┏━━

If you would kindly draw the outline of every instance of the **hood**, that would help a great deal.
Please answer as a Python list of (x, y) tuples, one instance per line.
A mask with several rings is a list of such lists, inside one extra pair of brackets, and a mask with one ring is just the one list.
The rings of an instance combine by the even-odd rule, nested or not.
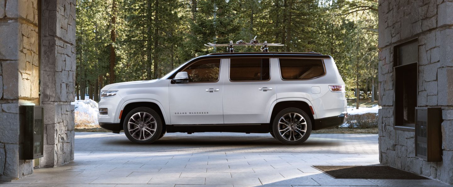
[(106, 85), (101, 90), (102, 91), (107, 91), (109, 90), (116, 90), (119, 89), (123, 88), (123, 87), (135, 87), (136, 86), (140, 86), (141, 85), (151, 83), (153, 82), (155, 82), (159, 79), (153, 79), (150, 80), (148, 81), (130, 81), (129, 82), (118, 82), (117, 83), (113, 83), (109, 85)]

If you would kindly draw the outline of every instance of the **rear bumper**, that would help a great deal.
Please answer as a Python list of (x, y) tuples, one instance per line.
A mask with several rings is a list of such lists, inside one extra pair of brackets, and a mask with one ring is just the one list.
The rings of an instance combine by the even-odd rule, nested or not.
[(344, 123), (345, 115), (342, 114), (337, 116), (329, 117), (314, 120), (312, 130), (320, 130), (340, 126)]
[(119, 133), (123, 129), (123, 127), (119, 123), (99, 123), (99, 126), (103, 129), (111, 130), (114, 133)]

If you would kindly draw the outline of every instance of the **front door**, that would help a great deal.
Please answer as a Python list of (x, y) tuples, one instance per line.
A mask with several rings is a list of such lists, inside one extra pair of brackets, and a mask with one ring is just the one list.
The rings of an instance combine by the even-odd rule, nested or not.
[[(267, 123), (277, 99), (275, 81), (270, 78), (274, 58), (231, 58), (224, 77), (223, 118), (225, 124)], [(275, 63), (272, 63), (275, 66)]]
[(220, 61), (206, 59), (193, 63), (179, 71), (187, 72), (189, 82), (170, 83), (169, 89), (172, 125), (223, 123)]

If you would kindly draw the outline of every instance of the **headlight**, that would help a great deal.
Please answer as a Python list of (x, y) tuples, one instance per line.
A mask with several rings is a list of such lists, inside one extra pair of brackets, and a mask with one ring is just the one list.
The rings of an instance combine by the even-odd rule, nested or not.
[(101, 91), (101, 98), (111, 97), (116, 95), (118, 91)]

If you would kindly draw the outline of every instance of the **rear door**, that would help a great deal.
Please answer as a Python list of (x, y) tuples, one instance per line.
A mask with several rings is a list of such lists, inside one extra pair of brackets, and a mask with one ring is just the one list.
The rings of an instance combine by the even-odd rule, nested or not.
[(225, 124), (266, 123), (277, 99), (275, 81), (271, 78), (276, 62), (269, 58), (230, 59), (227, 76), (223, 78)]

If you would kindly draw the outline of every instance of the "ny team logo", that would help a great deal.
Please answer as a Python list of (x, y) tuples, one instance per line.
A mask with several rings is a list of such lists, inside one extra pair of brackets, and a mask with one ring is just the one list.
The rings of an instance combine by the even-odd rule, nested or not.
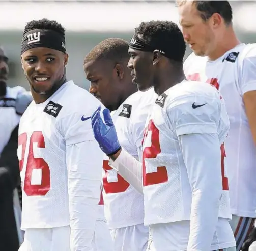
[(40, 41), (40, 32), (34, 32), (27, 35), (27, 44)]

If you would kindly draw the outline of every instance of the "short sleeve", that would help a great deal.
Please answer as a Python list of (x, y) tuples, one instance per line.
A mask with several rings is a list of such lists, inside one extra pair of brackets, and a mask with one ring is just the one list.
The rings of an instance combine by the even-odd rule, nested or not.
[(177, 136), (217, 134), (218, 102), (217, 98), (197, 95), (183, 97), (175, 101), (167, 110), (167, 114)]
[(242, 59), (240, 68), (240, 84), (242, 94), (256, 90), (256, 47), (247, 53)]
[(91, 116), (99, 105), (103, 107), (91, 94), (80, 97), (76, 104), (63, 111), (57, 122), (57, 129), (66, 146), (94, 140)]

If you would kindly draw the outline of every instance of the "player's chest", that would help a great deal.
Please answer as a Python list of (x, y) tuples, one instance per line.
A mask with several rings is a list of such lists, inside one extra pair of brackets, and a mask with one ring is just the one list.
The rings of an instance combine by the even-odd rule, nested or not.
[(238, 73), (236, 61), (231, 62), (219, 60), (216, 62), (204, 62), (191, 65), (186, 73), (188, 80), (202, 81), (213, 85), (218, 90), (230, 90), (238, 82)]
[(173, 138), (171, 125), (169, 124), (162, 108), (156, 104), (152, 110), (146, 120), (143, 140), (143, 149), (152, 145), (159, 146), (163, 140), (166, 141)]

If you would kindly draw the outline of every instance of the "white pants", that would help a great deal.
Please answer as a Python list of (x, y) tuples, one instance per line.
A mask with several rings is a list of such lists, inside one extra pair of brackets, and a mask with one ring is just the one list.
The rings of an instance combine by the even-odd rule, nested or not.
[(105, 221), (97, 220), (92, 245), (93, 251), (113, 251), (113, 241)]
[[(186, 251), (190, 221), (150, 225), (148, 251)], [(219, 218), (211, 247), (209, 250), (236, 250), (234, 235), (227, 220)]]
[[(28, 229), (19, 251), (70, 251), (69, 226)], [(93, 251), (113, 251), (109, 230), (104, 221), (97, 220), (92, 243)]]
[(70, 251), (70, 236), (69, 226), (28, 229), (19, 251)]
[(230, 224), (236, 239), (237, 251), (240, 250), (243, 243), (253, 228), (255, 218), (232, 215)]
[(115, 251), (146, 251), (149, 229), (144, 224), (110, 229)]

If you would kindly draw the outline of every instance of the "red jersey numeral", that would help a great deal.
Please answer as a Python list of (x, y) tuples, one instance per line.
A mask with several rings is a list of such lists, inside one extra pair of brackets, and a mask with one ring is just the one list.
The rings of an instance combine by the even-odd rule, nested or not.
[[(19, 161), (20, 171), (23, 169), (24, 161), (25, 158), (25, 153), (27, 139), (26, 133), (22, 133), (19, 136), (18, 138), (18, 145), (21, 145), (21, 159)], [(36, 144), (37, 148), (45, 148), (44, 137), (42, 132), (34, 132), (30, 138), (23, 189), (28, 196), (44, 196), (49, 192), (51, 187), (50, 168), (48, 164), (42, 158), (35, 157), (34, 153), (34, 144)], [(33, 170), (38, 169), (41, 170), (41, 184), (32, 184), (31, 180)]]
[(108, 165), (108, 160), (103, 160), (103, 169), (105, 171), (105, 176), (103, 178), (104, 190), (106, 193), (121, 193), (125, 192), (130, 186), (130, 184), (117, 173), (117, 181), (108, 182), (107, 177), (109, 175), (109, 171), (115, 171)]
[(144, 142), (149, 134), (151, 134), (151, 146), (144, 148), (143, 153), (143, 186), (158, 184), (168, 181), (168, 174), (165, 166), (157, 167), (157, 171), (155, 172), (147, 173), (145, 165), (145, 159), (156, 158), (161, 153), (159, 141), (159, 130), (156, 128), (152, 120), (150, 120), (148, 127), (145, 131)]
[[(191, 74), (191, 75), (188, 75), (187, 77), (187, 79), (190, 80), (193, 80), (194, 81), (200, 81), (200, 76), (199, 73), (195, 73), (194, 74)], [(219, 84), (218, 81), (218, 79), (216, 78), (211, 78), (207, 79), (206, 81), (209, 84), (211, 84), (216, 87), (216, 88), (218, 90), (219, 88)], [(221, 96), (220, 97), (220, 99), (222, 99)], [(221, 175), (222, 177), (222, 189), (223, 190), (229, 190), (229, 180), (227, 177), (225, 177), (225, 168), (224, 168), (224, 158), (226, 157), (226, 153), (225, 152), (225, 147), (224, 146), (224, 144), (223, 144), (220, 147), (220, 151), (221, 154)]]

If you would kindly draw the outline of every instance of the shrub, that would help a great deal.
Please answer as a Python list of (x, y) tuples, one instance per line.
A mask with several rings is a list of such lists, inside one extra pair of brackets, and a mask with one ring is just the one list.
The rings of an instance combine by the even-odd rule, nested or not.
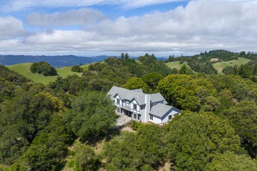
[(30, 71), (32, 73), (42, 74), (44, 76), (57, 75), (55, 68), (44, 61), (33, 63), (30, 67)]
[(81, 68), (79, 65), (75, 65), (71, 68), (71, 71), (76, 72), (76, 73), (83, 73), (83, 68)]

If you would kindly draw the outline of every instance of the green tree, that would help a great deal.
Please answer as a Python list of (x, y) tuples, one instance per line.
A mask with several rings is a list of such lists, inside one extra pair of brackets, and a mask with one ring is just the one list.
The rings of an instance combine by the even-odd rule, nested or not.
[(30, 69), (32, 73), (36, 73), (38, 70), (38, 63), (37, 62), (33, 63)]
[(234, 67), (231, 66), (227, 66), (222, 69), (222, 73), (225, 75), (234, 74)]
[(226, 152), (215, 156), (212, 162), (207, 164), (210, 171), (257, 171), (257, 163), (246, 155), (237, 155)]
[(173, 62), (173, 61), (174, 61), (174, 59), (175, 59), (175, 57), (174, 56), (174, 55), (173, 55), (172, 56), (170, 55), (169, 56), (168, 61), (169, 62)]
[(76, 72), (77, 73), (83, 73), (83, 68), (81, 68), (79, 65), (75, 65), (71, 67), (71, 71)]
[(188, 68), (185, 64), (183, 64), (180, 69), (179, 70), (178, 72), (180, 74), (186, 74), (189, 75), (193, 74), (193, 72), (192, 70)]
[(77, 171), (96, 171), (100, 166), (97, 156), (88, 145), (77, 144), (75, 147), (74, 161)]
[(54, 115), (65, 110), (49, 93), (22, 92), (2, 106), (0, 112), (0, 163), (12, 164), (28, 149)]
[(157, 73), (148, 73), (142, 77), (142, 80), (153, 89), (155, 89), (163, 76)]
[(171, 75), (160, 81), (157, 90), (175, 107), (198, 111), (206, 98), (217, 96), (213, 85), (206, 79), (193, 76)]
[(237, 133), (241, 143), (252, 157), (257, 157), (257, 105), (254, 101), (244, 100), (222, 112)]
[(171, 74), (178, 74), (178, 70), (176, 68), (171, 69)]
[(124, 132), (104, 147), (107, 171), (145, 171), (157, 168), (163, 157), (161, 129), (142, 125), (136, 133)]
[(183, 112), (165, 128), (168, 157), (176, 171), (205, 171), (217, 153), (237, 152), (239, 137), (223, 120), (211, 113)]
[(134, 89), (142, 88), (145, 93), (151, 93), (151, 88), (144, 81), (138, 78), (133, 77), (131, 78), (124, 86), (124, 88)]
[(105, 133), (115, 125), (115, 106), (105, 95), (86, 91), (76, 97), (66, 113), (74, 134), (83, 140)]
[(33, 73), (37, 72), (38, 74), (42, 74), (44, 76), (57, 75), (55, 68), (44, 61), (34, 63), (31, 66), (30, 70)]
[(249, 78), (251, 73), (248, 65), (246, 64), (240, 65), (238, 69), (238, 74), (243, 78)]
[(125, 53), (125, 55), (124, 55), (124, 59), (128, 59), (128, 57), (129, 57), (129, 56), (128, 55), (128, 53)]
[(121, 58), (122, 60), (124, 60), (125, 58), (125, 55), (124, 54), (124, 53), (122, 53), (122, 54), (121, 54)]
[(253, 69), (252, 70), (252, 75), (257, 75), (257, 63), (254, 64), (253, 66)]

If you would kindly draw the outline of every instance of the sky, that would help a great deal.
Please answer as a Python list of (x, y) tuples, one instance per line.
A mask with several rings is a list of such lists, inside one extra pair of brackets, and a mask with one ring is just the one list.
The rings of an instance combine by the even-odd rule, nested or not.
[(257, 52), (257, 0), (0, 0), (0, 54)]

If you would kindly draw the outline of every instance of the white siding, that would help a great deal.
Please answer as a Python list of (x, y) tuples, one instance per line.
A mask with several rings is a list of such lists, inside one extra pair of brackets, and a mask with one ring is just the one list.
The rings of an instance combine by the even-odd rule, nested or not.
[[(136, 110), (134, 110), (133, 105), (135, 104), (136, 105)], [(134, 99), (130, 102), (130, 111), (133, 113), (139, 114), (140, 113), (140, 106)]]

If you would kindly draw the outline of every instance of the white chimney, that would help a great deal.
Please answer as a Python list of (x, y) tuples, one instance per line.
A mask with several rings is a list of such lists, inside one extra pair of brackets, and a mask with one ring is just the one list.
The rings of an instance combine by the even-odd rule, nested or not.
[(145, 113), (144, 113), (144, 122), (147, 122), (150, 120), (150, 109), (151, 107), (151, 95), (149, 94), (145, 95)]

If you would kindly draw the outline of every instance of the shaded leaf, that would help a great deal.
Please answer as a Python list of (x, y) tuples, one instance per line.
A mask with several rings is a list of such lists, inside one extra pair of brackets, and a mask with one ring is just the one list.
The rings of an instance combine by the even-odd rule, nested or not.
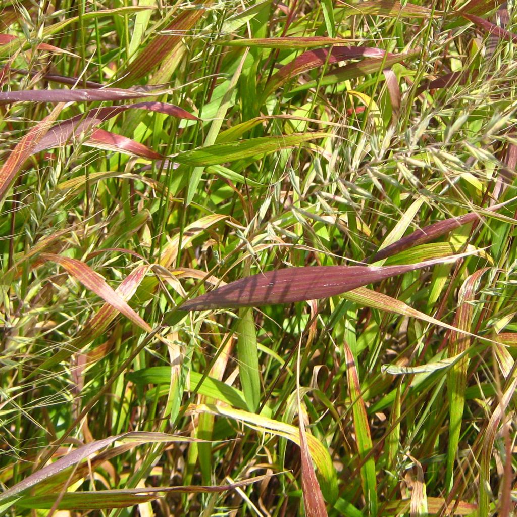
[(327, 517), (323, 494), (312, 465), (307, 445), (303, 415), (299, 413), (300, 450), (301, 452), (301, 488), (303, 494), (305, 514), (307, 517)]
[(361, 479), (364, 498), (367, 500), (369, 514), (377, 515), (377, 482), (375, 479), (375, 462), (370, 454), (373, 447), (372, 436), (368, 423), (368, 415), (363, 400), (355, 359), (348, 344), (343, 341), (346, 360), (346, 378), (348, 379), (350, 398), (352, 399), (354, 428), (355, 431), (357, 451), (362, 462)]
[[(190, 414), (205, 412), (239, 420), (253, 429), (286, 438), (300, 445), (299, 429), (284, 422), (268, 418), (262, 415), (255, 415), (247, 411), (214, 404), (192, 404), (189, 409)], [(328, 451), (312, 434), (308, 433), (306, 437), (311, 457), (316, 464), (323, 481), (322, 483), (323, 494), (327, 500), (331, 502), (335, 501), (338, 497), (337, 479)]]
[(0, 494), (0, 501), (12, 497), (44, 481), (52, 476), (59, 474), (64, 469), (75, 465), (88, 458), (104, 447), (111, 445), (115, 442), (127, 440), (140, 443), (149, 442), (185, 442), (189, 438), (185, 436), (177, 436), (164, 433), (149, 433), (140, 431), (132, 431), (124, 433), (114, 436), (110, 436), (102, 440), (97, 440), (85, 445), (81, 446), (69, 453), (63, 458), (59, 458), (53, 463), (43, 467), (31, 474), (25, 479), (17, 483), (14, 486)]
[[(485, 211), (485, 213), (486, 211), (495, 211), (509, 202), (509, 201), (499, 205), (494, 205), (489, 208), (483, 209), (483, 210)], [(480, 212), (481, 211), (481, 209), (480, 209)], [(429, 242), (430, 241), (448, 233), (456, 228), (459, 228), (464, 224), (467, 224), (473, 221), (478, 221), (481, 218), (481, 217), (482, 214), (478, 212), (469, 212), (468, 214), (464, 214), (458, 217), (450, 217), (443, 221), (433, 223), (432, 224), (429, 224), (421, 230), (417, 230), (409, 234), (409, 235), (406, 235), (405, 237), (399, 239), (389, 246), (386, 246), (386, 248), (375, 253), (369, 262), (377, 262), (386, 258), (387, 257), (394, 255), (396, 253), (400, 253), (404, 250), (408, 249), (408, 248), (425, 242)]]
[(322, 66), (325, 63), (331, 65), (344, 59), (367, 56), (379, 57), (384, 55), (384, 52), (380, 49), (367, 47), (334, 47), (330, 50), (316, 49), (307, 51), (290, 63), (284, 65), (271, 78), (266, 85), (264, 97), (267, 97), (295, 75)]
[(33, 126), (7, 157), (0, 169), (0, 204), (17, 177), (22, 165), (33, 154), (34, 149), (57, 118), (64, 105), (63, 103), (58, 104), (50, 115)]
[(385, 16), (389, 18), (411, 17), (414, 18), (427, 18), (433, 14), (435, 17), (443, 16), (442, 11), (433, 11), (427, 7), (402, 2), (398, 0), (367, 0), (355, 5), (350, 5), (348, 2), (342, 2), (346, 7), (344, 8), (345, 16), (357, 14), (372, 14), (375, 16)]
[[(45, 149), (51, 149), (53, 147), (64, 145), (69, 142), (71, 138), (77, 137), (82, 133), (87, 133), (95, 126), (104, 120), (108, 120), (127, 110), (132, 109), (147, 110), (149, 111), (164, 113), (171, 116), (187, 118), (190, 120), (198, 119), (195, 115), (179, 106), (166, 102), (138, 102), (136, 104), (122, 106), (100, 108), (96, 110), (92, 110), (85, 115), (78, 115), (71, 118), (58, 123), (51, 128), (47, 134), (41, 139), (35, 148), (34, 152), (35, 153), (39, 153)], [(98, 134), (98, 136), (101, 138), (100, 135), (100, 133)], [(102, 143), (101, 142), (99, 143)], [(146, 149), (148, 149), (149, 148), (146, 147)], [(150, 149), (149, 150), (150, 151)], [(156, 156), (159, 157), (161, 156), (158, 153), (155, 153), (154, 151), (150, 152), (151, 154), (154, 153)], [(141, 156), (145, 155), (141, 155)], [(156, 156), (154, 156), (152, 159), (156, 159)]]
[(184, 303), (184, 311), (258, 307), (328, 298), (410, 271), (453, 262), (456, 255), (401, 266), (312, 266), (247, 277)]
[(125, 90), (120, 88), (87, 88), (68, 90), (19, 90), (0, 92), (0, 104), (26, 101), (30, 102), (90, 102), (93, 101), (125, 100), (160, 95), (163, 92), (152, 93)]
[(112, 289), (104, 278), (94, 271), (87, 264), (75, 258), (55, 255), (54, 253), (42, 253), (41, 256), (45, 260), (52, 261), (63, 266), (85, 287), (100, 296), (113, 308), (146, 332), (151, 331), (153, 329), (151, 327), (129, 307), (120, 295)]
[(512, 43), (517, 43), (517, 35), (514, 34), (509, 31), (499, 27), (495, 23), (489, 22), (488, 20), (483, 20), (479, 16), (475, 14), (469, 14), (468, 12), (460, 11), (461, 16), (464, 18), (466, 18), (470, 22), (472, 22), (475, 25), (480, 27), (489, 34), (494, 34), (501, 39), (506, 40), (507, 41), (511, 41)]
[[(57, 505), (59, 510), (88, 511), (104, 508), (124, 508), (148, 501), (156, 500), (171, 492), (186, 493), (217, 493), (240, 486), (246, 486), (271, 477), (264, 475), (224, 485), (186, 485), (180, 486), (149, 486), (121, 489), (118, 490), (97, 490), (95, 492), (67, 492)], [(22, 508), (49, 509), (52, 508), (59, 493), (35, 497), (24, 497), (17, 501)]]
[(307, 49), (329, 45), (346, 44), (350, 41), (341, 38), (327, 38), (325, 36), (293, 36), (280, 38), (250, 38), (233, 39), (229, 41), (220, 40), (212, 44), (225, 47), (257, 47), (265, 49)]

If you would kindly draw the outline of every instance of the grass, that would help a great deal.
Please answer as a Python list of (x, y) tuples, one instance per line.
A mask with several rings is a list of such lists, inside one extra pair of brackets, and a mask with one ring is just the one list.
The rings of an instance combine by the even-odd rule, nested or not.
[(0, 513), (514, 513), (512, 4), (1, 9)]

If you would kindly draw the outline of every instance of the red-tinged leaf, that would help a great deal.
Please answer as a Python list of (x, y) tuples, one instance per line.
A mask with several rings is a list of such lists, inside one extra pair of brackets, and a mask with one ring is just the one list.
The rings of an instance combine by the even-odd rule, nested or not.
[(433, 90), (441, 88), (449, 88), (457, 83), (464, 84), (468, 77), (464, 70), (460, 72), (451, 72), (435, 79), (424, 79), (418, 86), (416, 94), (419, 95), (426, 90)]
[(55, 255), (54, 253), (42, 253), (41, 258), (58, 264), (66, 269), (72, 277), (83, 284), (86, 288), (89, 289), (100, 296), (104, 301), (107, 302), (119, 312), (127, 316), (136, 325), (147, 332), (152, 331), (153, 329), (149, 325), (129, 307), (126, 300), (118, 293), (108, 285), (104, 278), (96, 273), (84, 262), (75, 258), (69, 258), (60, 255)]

┗━━

Rewrite the lines from the line with "tree, that would help a great deal." to the line with "62), (33, 63)]", substituting "oak tree" for "green tree" and leaving everything else unchanged.

If you would kindly draw the outline of every instance of the oak tree, that would help a great deal.
Please answer as a Python list of (x, y) tuples, one instance per line.
A mask with several rings is a list of such lists, inside one extra pair of brackets, and a mask with one ring is just the one list.
The rings of an instance combine by the even-odd rule, nested or not.
[(30, 69), (32, 73), (36, 73), (38, 70), (38, 63), (37, 62), (33, 63)]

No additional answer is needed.